Written problem:
Rewrite the lines below with each "instance" changed to "occurrence" and everything else left as is. Omit the pictures from your output.

Record excerpts:

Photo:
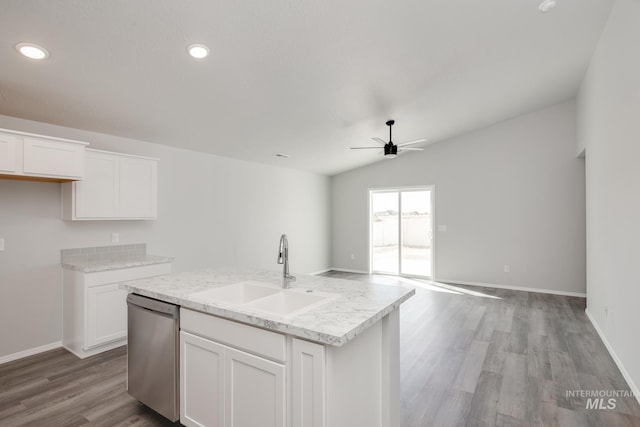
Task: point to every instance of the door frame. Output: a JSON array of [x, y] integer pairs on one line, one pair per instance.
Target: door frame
[[432, 189]]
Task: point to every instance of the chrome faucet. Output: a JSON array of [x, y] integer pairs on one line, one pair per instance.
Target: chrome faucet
[[283, 258]]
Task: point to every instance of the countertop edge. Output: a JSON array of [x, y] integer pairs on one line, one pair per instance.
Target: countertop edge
[[271, 324], [117, 265]]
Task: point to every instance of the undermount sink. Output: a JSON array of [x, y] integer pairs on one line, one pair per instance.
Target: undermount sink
[[285, 303], [266, 298], [238, 293]]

Task solution:
Photo:
Task: point to every occurrence of the door frame. Output: a JSON array of [x, y] integer pairs on one line, one pair per occurrence.
Target: door frame
[[432, 189]]
Task: point to every occurrence of the chrome faucet. Output: a JSON array of [x, y] integer pairs on one line, one pair per occurrence.
Target: chrome faucet
[[283, 258]]
Task: point to every occurrence of the countertop edge. Output: a JSON array of [x, y] integer pairs on one line, one pair per occurrence.
Target: countertop edge
[[271, 324], [117, 265]]
Task: point to every occurrence of the undermount sink. Output: a JSON array of [x, y] integer pairs on one line, one pair per occurrence.
Target: undermount sink
[[285, 303], [266, 298], [238, 293]]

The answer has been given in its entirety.